In the forum thread below about mechanical engineering jobs in Australia, list each username that posts a message, naming each one once.
(Passage shown Opens)
# mechanical engineer -job prospects / upgrading skills



## prs (May 24, 2012)

Hey everyone,

Mechanical engineers who are new comers to Australia or moving soon to australia or planning to move to Australia. How did u got your first permanent desired job?
Requesting all expats and seniors to share & help new comers like me.

1. Which city you moved in first ? I m movin to sydney
2. Did you felt the need of undergoing any educational courses for upgrading your skills for better job prospects?
3. Does it really help in increasing your chance to find a job by registering with professional socities like Engineers Australia etc. ?

Cheers !!
PRS


----------



## Revenant (Feb 26, 2012)

prs said:


> Hey everyone,
> 
> Mechanical engineers who are new comers to Australia or moving soon to australia or planning to move to Australia. How did u got your first permanent desired job?
> Requesting all expats and seniors to share & help new comers like me.
> ...


Hey there PRS !

I'm moving to WA soon. I'm a Mechanical Engineer without any post graduation or additional certification. However, from the job openings I see, I feel a specialised certification such as CAPM, PMP would be of a great help to find jobs here.


----------



## prs (May 24, 2012)

hey revenant,
Many thnx for ur reply. I have already earned my PDU of PMP training got my application approved by PMI - the World?s Leading Professional Association for Project Management and waiting to appear in the exam which i will book when i land in sydney on 1 Aug.
Wat sort of jobs r u targetting at?
I am into plant maintenance and operations , having 9+ yrs of experience in a glass / process plant in dubai, UAE.
Regards,
PRS


----------



## sidhindia (Sep 6, 2012)

Hi Friends,
I have migrated to Australia 4 months ago. I am a Mechanical Engineer and currently looking for jobs in Design and Quality Assurance. I have an overall 4 years of experience.I have moved to Melbourne and getting rejected with all the companies with any proper reason. These guys are sending the same standardised format of rejecting. I call them to follow up and this is their response " You don't have local experience". Is there any other way getting local experience like working as a volunteer or an internship . I am also applying for Graduate jobs. Currently the scenario for Mechanical and Manufacturing Industries are totally flat. Moreover, I am ready to relocate because I am a Bachelor. I am flexible with the salary and available anytime. Can you please give me some contact reference anywhere in Australia and it would be very helpful for me. SNIP/. I am interested to increase my network. Please suggest if any conference, meeting or any skills expo occurs. I am also interested to work in Production, Maintenance and Service, Supply Chain Management, Sales, Logistics.
Regards
Sid


----------



## jis (Feb 18, 2014)

*Mechanical Engineer*

Hello SidIndia,
Did you get into the mechanical Engg. job in Australia ?
I am planning to land in the country within few months.
Do you have any comments or advices for me ?

Regards,
Jis.


----------



## Jaideep.karnik (Sep 18, 2013)

Hi PRS,
i plan to move to australia in 2015.Do you feel that I can upgrade my skills further in India itself so that i am more employment ready when in australia?If so, please do let me know some courses.


----------



## heshka (Dec 7, 2016)

Hello all,
I'd like to hear experiences and suggestions as well on this topic from everyone. My husband is the secondary applicant and he is a Mechanical Engineer however he did not have his qualifications assessed by the Engineer Australia. We are now in Sydney and he finds it hard to get an engineering job, he is working as a maintenance fitter at the moment. Do you think by getting his qualifications assessed would help? Or by further studying? Thanks.


----------
(Passage shown Closes)
(Provided material Opens)
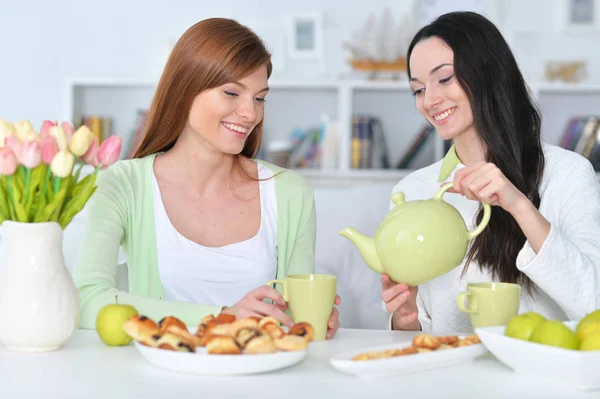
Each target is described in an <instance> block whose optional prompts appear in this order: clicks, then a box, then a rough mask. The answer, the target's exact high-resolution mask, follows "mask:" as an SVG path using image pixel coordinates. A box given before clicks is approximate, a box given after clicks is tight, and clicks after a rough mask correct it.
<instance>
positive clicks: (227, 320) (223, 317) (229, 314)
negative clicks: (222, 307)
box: [215, 313, 236, 323]
mask: <svg viewBox="0 0 600 399" xmlns="http://www.w3.org/2000/svg"><path fill="white" fill-rule="evenodd" d="M235 319H236V317H235V316H234V315H232V314H229V313H219V315H218V316H217V318H216V319H215V320H217V321H218V322H219V323H233V322H234V321H235Z"/></svg>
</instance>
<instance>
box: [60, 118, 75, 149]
mask: <svg viewBox="0 0 600 399" xmlns="http://www.w3.org/2000/svg"><path fill="white" fill-rule="evenodd" d="M60 125H61V126H62V128H63V130H64V131H65V138H66V139H67V146H68V145H69V143H70V142H71V137H73V134H75V128H74V127H73V125H71V124H70V123H69V122H63V123H61V124H60Z"/></svg>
(Provided material Closes)
■ Written reply: prs, Revenant, sidhindia, jis, Jaideep.karnik, heshka